What to produce – The records below are to be copied word for word, with every picture left out.

(Stored data entries)
=-=-=
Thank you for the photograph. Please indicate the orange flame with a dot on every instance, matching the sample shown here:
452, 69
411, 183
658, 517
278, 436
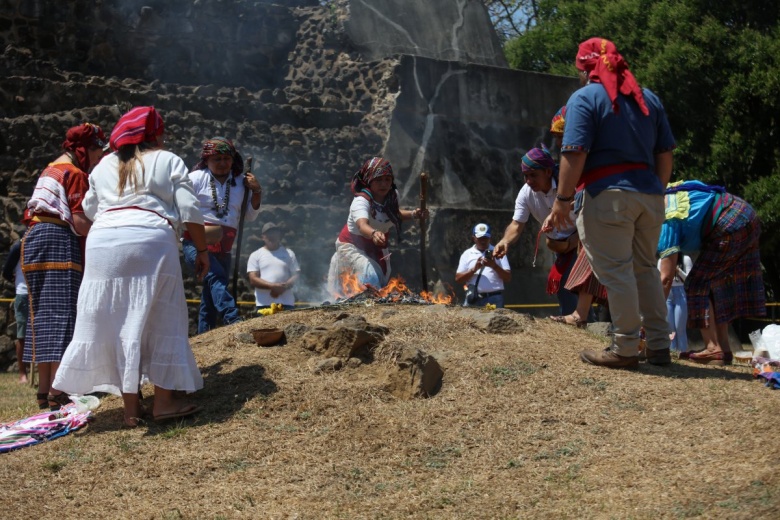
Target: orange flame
436, 298
350, 285
395, 287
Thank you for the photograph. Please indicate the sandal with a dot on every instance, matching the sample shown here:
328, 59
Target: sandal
43, 401
58, 400
569, 320
708, 357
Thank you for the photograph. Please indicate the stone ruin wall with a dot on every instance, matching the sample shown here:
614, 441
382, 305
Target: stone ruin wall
308, 89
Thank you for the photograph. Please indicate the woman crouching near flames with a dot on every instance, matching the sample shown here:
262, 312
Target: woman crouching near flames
362, 246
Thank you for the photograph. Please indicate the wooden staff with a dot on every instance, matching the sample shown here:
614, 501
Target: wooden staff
423, 199
241, 217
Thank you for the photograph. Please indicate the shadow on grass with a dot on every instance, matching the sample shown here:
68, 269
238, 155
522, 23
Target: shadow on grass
689, 371
222, 396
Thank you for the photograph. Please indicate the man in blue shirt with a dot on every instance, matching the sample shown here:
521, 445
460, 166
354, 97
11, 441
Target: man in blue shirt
617, 158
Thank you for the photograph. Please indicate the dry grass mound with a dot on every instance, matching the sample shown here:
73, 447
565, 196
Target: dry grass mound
519, 428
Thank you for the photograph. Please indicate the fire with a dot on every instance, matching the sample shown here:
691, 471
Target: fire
395, 290
436, 298
350, 285
394, 285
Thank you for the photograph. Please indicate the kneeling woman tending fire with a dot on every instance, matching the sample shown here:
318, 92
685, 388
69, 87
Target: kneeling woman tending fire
362, 246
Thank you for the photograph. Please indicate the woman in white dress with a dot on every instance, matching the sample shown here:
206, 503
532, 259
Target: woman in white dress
362, 246
131, 324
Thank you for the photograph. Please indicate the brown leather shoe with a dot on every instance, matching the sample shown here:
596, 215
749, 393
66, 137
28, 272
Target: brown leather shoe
659, 357
607, 358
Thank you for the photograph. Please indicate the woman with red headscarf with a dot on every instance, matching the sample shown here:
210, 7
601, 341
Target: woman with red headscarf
52, 254
132, 324
362, 246
617, 157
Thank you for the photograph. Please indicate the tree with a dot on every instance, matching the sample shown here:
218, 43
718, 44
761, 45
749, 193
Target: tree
715, 65
511, 18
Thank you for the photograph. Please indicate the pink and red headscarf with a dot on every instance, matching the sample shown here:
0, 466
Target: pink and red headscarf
538, 159
80, 139
139, 125
604, 64
373, 169
558, 122
221, 146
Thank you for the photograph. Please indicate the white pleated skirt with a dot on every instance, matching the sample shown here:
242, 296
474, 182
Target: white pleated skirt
131, 321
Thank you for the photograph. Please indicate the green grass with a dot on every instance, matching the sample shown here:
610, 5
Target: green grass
17, 400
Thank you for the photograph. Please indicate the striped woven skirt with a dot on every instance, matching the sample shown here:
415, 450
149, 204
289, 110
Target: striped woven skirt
52, 265
729, 269
582, 279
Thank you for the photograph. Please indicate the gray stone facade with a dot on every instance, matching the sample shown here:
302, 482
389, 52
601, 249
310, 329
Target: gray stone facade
309, 89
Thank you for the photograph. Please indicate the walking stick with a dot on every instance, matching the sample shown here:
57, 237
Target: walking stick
241, 230
423, 197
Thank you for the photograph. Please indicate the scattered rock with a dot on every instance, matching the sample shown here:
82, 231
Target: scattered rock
319, 365
295, 331
417, 374
495, 322
243, 337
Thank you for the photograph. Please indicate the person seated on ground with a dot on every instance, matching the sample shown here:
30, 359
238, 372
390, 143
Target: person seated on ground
273, 270
535, 199
12, 271
677, 305
484, 274
362, 247
725, 282
132, 323
220, 185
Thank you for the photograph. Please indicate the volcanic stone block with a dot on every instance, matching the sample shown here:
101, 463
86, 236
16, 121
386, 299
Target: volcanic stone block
339, 342
417, 374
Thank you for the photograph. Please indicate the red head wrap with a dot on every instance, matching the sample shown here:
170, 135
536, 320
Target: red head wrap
139, 125
221, 146
373, 169
604, 64
80, 139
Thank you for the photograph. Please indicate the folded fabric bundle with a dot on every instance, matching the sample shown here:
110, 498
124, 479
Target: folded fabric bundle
42, 427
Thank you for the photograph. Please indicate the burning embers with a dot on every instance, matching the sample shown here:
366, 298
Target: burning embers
396, 291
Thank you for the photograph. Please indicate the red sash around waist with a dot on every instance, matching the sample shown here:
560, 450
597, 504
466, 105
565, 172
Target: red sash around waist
601, 172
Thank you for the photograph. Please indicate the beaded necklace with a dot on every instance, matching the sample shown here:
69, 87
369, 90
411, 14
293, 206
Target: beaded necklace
220, 209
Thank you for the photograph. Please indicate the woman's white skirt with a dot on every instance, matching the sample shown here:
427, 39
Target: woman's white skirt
131, 321
349, 260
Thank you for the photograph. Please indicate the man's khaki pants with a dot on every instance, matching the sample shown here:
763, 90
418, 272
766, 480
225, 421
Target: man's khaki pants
620, 230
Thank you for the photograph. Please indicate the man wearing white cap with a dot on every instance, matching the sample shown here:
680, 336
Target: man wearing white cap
273, 270
483, 275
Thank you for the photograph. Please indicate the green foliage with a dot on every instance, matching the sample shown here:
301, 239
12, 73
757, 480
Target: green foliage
716, 67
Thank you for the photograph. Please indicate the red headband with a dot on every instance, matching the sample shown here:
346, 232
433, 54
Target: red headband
79, 140
139, 125
604, 64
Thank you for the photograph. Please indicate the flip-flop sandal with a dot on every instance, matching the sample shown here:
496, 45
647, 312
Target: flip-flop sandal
185, 411
565, 320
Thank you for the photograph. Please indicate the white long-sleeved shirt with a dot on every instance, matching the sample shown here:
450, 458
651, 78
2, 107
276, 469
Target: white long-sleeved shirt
164, 188
202, 185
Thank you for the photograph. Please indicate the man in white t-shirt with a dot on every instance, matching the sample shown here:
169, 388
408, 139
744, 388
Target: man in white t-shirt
535, 200
273, 270
484, 275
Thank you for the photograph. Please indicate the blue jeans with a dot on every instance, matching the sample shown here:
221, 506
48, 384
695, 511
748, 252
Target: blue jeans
214, 298
677, 316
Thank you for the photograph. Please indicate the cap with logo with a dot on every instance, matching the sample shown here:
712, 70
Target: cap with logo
481, 230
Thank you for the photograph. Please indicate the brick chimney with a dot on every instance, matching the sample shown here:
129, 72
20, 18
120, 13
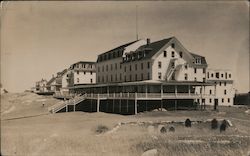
=-=-=
Task response –
Thank you for the photograph. Please indicate the orange flame with a dot on every instance, matching the sample shown here:
452, 69
411, 183
658, 517
278, 436
Target: orange flame
436, 298
350, 285
395, 287
Thank you for the photograph. Please indicate the sandal with a dot on every instance, matching the sample shown here:
328, 59
Target: sandal
43, 401
58, 400
569, 320
708, 357
Thank you for the photograph. Please indicate the stone ruin wall with a dot on every instance, matching the sample shown here:
614, 441
382, 305
Target: stone ruin wall
308, 89
Thank you for the photograph. Please indicate the woman crouching near flames with a dot on every instance, matching the sample shown here:
262, 312
Target: woman crouching near flames
362, 246
Thank you for the photograph. Please indicate the wooden staff with a dot on every instance, matching the sample shown here:
614, 501
Target: wooden staff
423, 199
241, 217
Thank you for the photograph. Please indicate the shadow on grass with a dot on every instance, matching the sample shown here:
68, 269
238, 155
522, 23
Target: shadow on grass
689, 371
222, 396
Thank you for the photograph. Please indicate the man in blue shirt with a dot on every instance, matching the sample shown here:
521, 445
460, 166
354, 97
11, 441
Target: man in blue shirt
617, 158
Thank you for the photograph. Please indicate the dry grass mound with a dot on every instance, matching the sample shown here:
73, 447
565, 196
Target: dry grass mound
519, 428
Thank you for the photograph. Please indicate the fire with a dot on every instance, matching the sample shown here:
691, 471
Target: fire
395, 290
436, 298
350, 285
394, 285
Thank you for the photograph. Please indicate the kneeling woman tending fire with a dot on every instance, matching the sample shown here:
318, 92
685, 388
69, 87
Target: kneeling woman tending fire
362, 246
Thank you for the photograph. Please indicate the woman in white dress with a dot on every instance, matching the sample shown here:
206, 503
532, 259
Target: woman in white dress
362, 246
131, 324
Thank you for the photograph. Please indicate the brown leather shoe with a dot on every instance, matching the sample shown here:
596, 215
749, 393
66, 137
28, 272
Target: brown leather shoe
659, 357
607, 358
Thank you for the photograph. Please indicate the woman with red headscarf with a dot on every instance, matching the sample shown here:
210, 7
601, 341
Target: woman with red headscarf
52, 254
132, 324
362, 246
617, 157
Thank you for the photograph. Please indicate the tree with a dot on every instance, matching the sample shown here:
218, 43
718, 44
761, 45
749, 193
Target: tree
715, 65
511, 18
Thank you for the photograph. Please indicate the pink and red headscarf with a dot on every instance, matching the sample shown here:
0, 466
Target: pink and red headscarf
538, 159
80, 139
139, 125
604, 64
373, 169
558, 122
221, 146
Thank you for the photograph. Please indicate the white pleated skirt with a dot on every instance, matching the sample shown here:
242, 296
474, 182
Target: white pleated skirt
131, 321
Thank you for the photograph. Please indicate the green grass with a dot on every instance, matching the sample shown here:
610, 5
Target: green grass
17, 400
Thank you for the photograph. Please indicate the striped woven skirt with a dot on every instance, matching the sample shown here:
415, 450
149, 204
289, 110
Target: striped woven skirt
52, 265
729, 269
582, 279
Thank you for the photograph. Please indicate the gray stone facade with a dot on every instance, matching the sample shown here:
302, 482
389, 52
601, 249
310, 329
Target: gray stone facade
309, 89
Thank you for the photograph. Please indicate the walking stick with a dot on every instance, matching the sample shown here:
57, 237
Target: walking stick
241, 230
423, 197
Thank you for the photograph. Please indicate the scattered rock with a dot on every instance, matching the sample shown here:
82, 231
Target: scattered rock
319, 365
295, 331
417, 374
495, 322
243, 337
Thank you for the photograph. Please indicate the person seated on ground with a dot on every instance, matching the sample shown here:
30, 359
238, 372
390, 143
Target: person seated on ground
273, 270
535, 199
12, 271
677, 305
484, 274
362, 247
725, 282
132, 323
220, 185
Thank you for the photograph. Please indicate the volcanic stone block with a dot on every instance, matching the sample shown here:
101, 463
86, 236
16, 121
386, 299
Target: volcanic stone block
339, 342
417, 374
Thank you for the photograph. Please indicate the red head wrap with a dot on every instance, matching the sample shown here:
170, 135
536, 320
Target: red head wrap
139, 125
221, 146
373, 169
604, 64
80, 139
Thank you for the photograph. Please indicate the folded fabric bundle with a dot on every instance, matching the sample shown here:
110, 498
124, 479
Target: folded fabric bundle
42, 427
Thank you for the photograph. Please indicate the burning embers with a dot on every instance, matching the sample shown here:
366, 298
Target: burning embers
396, 291
Thank you for the photograph. Please indicate the red sash around waist with a dot on every instance, matching the sample shown here:
560, 450
597, 504
466, 105
565, 172
Target: red sash around waist
601, 172
Thank you for the photograph. Please indicate the beaded necklace with a dot on every instance, matching the sample shown here:
69, 87
369, 90
411, 14
293, 206
Target: beaded necklace
220, 209
Thank you for the photograph. Please indicate the woman's white skirt with a dot on every instance, matching the sample shown here:
427, 39
Target: woman's white skirt
131, 321
349, 260
Thank you for the photograph. Please indicate the man's khaki pants with a dot on every instance, matching the sample shown here:
763, 90
418, 272
766, 480
225, 421
Target: man's khaki pants
620, 230
Thank you for the photograph. Please indicate the man wearing white cap with a dot on every instance, matching the sample shown here:
680, 336
Target: man wearing white cap
273, 270
483, 275
Thank you for the photograph. Please indicate the green foliage with a dot on every instance, matching the sample shown here:
301, 239
12, 73
757, 480
Target: green foliage
716, 67
Thank you for the photograph. Please indicate the red headband with a dot on every instance, matching the sample shown here:
346, 232
433, 54
Target: red headband
79, 140
139, 125
604, 64
Thank you for the photograph. Please indicate the flip-flop sandal with a dot on every instance, matching the sample shown here:
496, 45
647, 312
Target: flip-flop sandal
185, 411
565, 320
Thank you for the photograph. Please indicate the white long-sleeved shirt with a dot on every instance, matching the sample shown here:
450, 458
651, 78
2, 107
276, 469
Target: white long-sleeved shirt
164, 188
202, 185
Thank you for the photograph. Please indicate the man in white t-shirt with a dot on every instance, matching the sample shown here:
169, 388
408, 139
744, 388
Target: man in white t-shirt
535, 200
273, 270
484, 275
Thank you for the photograph. Please indicate the blue jeans with a dot on every instance, matching the sample shown here:
221, 506
48, 384
695, 511
748, 252
Target: blue jeans
214, 298
677, 316
Thank you for the photograph. Please indicate the cap with logo with a dot on every instance, matching the sample shown here:
712, 70
Target: cap with logo
481, 230
Thank you for the photograph. Please indicate the brick chimney with a dot on every instance, matching the sample shown here:
129, 72
20, 18
120, 13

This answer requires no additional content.